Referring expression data
*** Block opens ***

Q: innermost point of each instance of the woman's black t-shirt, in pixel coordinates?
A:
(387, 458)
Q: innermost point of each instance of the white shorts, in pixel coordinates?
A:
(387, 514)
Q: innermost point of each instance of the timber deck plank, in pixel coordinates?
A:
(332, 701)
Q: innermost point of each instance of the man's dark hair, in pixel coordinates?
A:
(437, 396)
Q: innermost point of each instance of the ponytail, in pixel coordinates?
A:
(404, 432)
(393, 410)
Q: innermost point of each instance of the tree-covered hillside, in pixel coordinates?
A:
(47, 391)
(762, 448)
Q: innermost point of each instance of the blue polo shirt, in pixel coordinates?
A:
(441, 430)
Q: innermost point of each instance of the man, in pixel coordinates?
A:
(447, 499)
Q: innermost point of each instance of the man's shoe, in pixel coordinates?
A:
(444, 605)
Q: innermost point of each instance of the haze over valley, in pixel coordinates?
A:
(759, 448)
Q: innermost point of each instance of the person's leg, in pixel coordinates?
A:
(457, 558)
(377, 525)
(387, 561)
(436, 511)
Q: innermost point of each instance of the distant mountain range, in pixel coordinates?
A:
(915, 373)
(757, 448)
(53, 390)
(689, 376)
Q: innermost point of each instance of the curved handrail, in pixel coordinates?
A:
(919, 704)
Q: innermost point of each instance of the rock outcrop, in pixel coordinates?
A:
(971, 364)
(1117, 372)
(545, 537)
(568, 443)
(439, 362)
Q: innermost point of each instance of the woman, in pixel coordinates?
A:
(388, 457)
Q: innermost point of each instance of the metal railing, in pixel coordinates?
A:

*** Block closes ***

**AIM OF THE TASK:**
Whenever a line in the data holds "woman", copy that line.

**TASK OUTPUT:**
Q: innermost point of each instance of the woman's black t-shirt, in pixel coordinates?
Q: innermost point of each instance of the woman, in pixel coordinates?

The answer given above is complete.